**Task prompt**:
Return all lines from the listing below in which the string "green" occurs.

▼

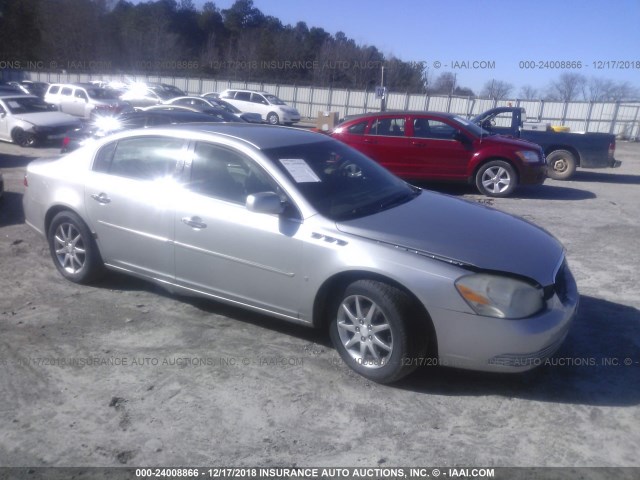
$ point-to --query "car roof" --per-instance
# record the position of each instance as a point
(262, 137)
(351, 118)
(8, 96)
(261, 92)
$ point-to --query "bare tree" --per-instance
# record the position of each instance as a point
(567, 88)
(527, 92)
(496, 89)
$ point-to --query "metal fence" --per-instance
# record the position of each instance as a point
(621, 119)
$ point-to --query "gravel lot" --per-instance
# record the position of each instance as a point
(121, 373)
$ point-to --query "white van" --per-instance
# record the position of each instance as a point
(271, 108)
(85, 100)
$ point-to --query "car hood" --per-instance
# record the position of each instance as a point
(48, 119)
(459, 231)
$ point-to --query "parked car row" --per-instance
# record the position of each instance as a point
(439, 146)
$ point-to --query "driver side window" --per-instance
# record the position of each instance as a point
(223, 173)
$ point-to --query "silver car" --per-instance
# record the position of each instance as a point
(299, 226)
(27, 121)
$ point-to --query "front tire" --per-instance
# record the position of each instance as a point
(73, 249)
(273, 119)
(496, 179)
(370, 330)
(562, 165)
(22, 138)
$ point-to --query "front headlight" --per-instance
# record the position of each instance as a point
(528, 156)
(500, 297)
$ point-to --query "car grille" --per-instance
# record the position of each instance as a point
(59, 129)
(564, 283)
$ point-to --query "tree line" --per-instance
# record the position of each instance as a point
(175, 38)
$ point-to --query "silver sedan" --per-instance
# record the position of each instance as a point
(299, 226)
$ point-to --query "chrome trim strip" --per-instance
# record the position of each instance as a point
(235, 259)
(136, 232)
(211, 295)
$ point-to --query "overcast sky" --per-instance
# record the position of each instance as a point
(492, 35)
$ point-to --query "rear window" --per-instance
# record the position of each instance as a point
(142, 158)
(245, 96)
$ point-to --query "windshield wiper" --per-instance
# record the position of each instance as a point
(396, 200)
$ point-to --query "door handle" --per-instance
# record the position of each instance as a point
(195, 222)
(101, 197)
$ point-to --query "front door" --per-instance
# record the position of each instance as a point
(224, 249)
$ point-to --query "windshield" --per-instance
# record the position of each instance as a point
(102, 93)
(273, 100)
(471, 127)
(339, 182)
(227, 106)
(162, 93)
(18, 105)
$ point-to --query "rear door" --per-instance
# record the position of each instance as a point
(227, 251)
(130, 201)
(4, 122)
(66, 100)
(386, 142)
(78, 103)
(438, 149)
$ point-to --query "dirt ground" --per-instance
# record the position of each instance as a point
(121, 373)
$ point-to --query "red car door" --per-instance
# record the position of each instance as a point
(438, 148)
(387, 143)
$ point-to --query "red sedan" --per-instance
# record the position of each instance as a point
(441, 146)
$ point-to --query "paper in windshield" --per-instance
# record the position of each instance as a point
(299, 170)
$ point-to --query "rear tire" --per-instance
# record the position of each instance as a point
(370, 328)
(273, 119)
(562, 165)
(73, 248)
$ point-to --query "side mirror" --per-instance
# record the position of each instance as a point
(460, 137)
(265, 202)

▲
▼

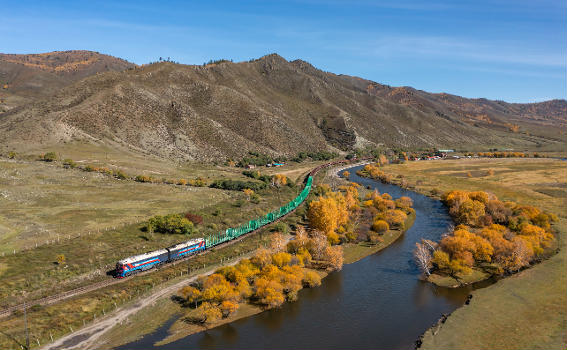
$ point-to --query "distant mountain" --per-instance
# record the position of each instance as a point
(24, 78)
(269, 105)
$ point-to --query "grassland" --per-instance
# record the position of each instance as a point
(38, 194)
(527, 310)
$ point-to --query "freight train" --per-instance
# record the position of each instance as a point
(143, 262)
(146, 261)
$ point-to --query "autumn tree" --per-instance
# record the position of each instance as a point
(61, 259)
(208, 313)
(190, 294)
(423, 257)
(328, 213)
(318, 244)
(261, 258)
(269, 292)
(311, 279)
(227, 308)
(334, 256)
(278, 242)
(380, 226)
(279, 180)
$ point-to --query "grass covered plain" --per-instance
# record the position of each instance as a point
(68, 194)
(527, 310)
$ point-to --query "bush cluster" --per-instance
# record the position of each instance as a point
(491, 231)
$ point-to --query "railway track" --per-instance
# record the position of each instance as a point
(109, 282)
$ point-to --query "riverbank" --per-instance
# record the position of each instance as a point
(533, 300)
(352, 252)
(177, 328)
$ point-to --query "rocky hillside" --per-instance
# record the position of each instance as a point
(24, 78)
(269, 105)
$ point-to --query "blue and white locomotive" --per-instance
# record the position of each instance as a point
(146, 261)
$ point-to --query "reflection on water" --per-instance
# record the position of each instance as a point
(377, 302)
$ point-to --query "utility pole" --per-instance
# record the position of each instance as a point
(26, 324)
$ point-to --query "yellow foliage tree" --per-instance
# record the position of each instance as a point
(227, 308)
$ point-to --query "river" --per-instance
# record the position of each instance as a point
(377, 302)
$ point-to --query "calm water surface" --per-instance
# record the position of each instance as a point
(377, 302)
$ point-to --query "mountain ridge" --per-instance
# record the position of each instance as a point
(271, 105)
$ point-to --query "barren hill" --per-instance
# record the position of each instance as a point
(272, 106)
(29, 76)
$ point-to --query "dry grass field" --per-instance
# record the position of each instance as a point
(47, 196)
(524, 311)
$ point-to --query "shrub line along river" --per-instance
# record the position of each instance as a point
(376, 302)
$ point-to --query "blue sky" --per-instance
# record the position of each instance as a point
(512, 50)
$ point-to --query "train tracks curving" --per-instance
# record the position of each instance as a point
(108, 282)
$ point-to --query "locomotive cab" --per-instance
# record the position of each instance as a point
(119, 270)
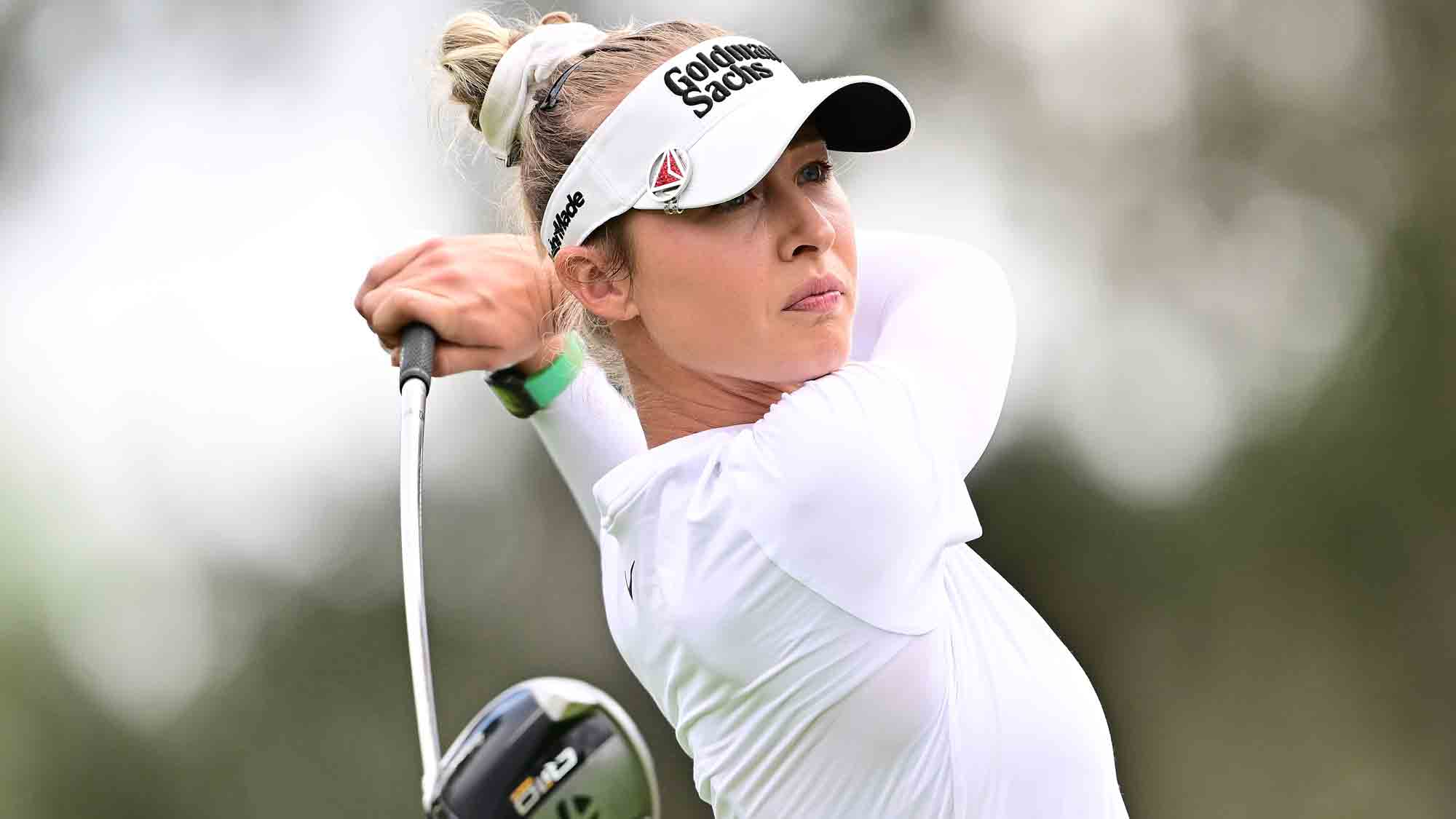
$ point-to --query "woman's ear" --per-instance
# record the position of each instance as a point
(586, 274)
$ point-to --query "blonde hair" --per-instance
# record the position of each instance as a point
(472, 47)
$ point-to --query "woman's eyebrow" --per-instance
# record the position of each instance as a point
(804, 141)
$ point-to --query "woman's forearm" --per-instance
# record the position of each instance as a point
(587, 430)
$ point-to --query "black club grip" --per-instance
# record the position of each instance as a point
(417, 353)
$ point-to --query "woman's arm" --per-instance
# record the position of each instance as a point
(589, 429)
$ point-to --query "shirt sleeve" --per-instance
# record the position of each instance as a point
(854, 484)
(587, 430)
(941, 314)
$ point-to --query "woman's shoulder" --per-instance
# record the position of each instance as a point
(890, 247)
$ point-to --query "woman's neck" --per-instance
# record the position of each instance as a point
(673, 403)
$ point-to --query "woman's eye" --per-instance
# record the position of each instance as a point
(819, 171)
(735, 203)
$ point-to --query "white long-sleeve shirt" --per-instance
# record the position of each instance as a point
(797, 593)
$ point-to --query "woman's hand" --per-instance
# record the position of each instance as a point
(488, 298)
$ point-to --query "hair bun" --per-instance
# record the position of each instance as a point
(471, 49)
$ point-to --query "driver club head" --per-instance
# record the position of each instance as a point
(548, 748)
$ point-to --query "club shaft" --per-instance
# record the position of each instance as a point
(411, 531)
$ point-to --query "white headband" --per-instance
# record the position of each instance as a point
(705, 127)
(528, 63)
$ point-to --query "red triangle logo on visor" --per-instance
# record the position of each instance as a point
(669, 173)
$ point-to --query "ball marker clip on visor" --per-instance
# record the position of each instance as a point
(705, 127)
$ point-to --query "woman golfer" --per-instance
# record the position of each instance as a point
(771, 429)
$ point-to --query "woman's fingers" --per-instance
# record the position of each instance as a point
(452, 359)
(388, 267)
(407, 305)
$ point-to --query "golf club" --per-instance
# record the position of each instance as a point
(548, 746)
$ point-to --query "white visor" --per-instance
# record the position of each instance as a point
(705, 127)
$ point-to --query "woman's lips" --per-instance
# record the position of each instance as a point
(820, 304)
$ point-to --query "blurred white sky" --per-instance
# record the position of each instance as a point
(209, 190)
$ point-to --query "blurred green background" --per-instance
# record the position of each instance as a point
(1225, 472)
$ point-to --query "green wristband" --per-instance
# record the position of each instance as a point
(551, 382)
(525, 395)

▲

**Response below**:
$ point-to --query "blurred green background" --per-instance
$ point-to --query "green wristband" --per-instance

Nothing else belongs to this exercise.